Referring expression pointing data
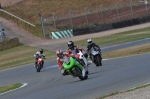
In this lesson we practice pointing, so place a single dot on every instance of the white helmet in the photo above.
(89, 41)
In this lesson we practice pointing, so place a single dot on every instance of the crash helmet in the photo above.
(89, 41)
(71, 44)
(41, 51)
(59, 53)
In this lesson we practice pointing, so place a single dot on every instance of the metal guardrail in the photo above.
(17, 17)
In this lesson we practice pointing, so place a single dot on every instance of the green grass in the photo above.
(20, 55)
(116, 93)
(9, 87)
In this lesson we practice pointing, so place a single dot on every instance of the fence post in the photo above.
(146, 6)
(131, 9)
(42, 23)
(54, 21)
(71, 19)
(102, 12)
(86, 15)
(1, 32)
(118, 11)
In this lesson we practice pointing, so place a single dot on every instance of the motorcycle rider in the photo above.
(38, 54)
(90, 45)
(72, 47)
(60, 59)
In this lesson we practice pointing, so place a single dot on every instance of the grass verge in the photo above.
(116, 93)
(9, 87)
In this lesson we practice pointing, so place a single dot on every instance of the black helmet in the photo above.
(71, 44)
(41, 51)
(89, 41)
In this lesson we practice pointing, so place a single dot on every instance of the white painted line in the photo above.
(24, 84)
(17, 17)
(125, 43)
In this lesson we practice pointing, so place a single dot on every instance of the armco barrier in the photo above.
(9, 44)
(62, 34)
(115, 25)
(88, 30)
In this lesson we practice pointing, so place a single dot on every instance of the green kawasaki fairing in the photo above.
(71, 64)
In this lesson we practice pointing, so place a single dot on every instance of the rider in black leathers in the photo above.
(90, 45)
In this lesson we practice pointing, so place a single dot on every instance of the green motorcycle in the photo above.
(74, 68)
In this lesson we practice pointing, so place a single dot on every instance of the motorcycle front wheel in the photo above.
(78, 73)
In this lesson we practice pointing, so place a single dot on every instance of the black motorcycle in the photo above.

[Exercise objective] Images are to be left out when the records above are written out again exactly.

[Written solution]
In this lesson we practice pointing, so place a single dot on every instance of the white helmet in the photo above.
(89, 41)
In this lesson we practice pointing, so place a single dot on every instance of the crash helmet in the photo above.
(89, 41)
(71, 44)
(41, 51)
(59, 53)
In this lesson we practice pointing, so place a single dot on every instance of the metal guardrail in the photo above.
(17, 17)
In this lesson we practice pointing, so place a single dot on every instance of the green grass in the photo above.
(20, 55)
(116, 93)
(9, 87)
In this lesson we practice pointing, so place a single dot on every instance of the fence post in the photo above.
(146, 6)
(131, 9)
(42, 23)
(54, 21)
(71, 19)
(102, 12)
(86, 15)
(1, 32)
(118, 11)
In this lesson we practice pointing, so place a single dot on every instance of the motorcycle rider in the photo above.
(38, 54)
(90, 45)
(72, 47)
(60, 59)
In this lesson we practice pointing, so place a single dot on every instance of the grass verge in the photo above.
(116, 93)
(9, 87)
In this lesson we practice pointing, so place a single dot on every instance of the black helmet in the photo above.
(71, 44)
(41, 51)
(89, 41)
In this lesson we practice pointing, so place a single dot on every instance of the white painted line in the photo above.
(24, 84)
(17, 17)
(125, 43)
In this lesson we practice pointing, so place a single dot on every instance of the armco barrier in the photo above.
(9, 44)
(62, 34)
(115, 25)
(88, 30)
In this lesson we practice pointing, so place a single dot on every instance of the green kawasaki fairing in the photo above.
(71, 64)
In this lesson we practice pointing, so place a single dot on every instance of the rider in black leathers in the photo above.
(90, 45)
In this lesson we practice pointing, so place a single dot on every instance of the green motorcycle in the photo above.
(74, 68)
In this lesson we practice pointing, so place a single dot on every instance of the motorcycle front wheel in the photo above.
(78, 73)
In this lesson we practice pointing, so place a single dot on every instance of the black motorcycle in the photo above.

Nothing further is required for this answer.